## BEGIN Data supplied

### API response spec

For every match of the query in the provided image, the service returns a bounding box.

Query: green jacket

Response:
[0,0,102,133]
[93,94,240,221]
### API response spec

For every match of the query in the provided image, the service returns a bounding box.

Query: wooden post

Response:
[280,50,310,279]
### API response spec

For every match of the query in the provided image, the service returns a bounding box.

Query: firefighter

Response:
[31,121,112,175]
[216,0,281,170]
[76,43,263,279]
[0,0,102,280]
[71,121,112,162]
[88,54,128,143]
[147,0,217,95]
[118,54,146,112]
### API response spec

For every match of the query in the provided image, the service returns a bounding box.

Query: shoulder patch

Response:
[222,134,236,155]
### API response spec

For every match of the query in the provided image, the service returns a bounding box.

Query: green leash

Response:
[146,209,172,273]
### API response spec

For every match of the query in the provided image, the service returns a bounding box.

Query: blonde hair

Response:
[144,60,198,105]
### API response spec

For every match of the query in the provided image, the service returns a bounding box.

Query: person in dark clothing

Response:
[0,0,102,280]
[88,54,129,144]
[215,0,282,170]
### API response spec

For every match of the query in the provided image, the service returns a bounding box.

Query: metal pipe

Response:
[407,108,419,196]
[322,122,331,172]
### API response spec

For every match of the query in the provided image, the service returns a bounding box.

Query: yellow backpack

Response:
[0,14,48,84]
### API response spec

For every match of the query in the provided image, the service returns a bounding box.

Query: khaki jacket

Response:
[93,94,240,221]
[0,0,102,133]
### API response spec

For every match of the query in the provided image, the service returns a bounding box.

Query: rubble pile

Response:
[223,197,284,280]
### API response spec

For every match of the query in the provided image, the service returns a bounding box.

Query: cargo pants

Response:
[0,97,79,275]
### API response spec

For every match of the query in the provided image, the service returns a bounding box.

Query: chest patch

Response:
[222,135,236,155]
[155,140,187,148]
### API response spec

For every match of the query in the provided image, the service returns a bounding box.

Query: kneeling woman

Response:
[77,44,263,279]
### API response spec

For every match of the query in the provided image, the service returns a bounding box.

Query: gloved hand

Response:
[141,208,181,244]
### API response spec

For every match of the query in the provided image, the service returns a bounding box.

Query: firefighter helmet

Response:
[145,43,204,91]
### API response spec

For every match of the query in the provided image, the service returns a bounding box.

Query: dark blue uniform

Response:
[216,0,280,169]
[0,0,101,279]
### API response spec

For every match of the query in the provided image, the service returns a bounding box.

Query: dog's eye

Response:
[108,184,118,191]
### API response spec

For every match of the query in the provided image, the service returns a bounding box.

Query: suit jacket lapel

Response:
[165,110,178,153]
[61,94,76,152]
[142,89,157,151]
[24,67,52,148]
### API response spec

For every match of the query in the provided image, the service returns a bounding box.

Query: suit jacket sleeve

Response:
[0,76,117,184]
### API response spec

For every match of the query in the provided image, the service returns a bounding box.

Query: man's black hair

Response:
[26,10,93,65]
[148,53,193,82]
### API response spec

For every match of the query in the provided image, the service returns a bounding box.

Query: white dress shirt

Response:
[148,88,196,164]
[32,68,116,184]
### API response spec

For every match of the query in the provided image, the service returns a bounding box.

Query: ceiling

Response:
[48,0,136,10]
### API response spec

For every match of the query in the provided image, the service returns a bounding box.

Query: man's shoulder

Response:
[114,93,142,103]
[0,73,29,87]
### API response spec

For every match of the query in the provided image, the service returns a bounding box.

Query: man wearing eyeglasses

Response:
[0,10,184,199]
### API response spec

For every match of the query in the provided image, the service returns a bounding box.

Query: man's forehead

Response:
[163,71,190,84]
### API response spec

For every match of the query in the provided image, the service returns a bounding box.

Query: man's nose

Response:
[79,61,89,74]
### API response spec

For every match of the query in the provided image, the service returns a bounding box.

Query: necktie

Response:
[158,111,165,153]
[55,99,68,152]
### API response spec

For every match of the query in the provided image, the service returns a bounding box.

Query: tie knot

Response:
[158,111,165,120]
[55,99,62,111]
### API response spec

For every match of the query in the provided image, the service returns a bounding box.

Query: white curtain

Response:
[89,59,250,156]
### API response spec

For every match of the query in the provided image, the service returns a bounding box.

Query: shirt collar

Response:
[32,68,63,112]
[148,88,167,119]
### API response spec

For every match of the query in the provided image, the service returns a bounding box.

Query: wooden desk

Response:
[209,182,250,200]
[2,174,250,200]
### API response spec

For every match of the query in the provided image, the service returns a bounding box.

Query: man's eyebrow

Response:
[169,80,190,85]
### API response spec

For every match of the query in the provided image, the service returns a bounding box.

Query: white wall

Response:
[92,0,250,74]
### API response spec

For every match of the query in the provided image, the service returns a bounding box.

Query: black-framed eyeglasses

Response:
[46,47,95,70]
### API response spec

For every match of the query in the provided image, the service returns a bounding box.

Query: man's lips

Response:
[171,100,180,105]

## END Data supplied

Print all of the entries above again, word for word, with nothing changed.

### API response spec

For every match of the query in the provided image, the service returns a bounding box.

Query: green jacket

Response:
[0,0,102,133]
[93,94,240,221]
### API response spec

For every match of the query in the provided image, the service returns a bounding box.

Query: wooden post

Response:
[280,50,310,279]
### API response spec

For every match of the query in the provided image, the service returns a bounding box.

Query: firefighter

Response:
[31,121,112,175]
[216,0,281,170]
[76,43,263,279]
[0,0,102,280]
[71,121,112,162]
[88,54,128,143]
[147,0,217,95]
[118,54,146,112]
### API response spec

For every match of the query in the provided image, the service returns a bounding box.

Query: shoulder patch

Response:
[222,134,236,155]
### API response spec

For every match of the query in the provided image, the service returns a bounding box.

Query: green leash

Response:
[146,209,172,273]
### API response spec

For every match of the query in the provided image, the service returns a bounding box.

Query: blonde hair

Response:
[144,60,198,105]
### API response spec

For every match of the query in the provided image, the service returns a bounding box.

Query: person in dark clothing

Response:
[0,0,102,280]
[88,54,129,144]
[215,0,282,170]
### API response spec

For every match of the query in the provided image, the service returns a bounding box.

Query: metal pipe

Response:
[407,108,419,196]
[322,122,331,172]
### API response spec

For every match of the query in the provided image, the service returns a bounding box.

Query: yellow backpack

Response:
[0,14,48,84]
### API response spec

For every match of the query in the provided image, the service returns a bounding box.

Query: khaki jacket

Response:
[93,94,240,221]
[0,0,102,133]
### API response spec

For every match of the query in the provided image, the service returns a bounding box.

Query: rubble pile

Response:
[223,197,284,280]
### API response spec

For every match of the query in the provided image, the service returns a bounding box.

Query: cargo pants

Response:
[0,97,79,275]
### API response spec

For every match of the query in the provided image, the service returns a bounding box.

Query: chest patch

Response:
[222,135,236,155]
[155,140,187,148]
### API response spec

For every match of the query in the provided image, the service returns a bounding box.

Query: kneeling woman

Response:
[77,44,263,279]
### API response spec

For every match of the query in the provided image, the service returns a bounding box.

Query: gloved hand

Response:
[141,208,181,244]
### API response spec

For every match of the query in the provided image, the service returns a bounding box.

Query: firefighter helmet

Response:
[145,43,204,91]
### API response spec

For every match of the query in the provided image, the service returns a bounding box.

Query: dark blue uniform

Response:
[216,0,280,169]
[0,0,101,279]
### API response spec

For every match of the query in the provided image, the service returns a bounding box.

Query: dog's eye

Response:
[108,184,118,191]
### API response spec

For every match of the query in the provided image, the service returns a bounding box.

Query: suit jacket lapel

Response:
[165,110,178,153]
[61,94,76,152]
[142,89,157,151]
[24,67,52,148]
### API response spec

For every match of the query in the provided image, the service returns a bounding box.

Query: suit jacket sleeve

Response:
[0,76,117,184]
### API response spec

For every match of the query in the provided image, the service returns a bounding box.

Query: man's black hair

Response:
[26,10,93,65]
[148,53,193,82]
### API response spec

For every match of the query in the provided image, the service returns a bounding box.

Query: white dress shirt

Response:
[148,88,196,164]
[32,68,116,184]
### API response spec

For every match of the query in the provided image, the service returns a bounding box.

Query: ceiling

Response:
[48,0,136,10]
### API response spec

For every match of the query in the provided image, the service returns a bounding box.

Query: man's shoulder

Response:
[114,93,142,103]
[0,73,29,87]
### API response spec

For every match of the query in the provided image, the service returns a bounding box.

Query: man wearing eyeglasses

Response:
[0,10,184,199]
### API response spec

For every match of the query in the provided image, the service returns a bounding box.

Query: man's forehead

Response:
[163,71,190,84]
### API response spec

For every match of the query in the provided image, the service returns a bounding box.

Query: man's nose

Response:
[79,61,89,74]
### API response spec

For every match of the query in the provided image, the service returns a bounding box.

Query: necktie

Response:
[158,111,165,153]
[55,99,68,152]
### API response spec

For every match of the query in the provided image, the service returns a bounding box.

Query: tie knot

Response:
[158,111,165,120]
[55,99,62,111]
### API response spec

For every match of the query in the provided image, the service returns a bounding box.

Query: white curtain

Response:
[89,59,250,156]
### API response spec

For every match of the query in the provided image, the service returns a bounding box.

Query: shirt collar

Response:
[32,68,63,112]
[148,88,167,119]
### API response spec

For every match of the query in the provided image, the service returns a bounding box.

Query: wooden desk

Response:
[209,182,250,200]
[2,174,250,200]
### API response spec

For every match of the query in the provided image, the service returns a bounding box.

Query: man's eyebrow

Response:
[169,80,190,85]
### API response spec

For every match of the query in the provided image, the service returns a bounding box.

Query: white wall

Response:
[92,0,250,74]
### API response spec

For every match of the query in the provided image, the service returns a bounding box.

Query: black-framed eyeglasses

Response:
[46,47,95,70]
### API response spec

For every match of the query in the provided image, the service returns a bounding box.

Query: man's lips

Response:
[171,100,180,105]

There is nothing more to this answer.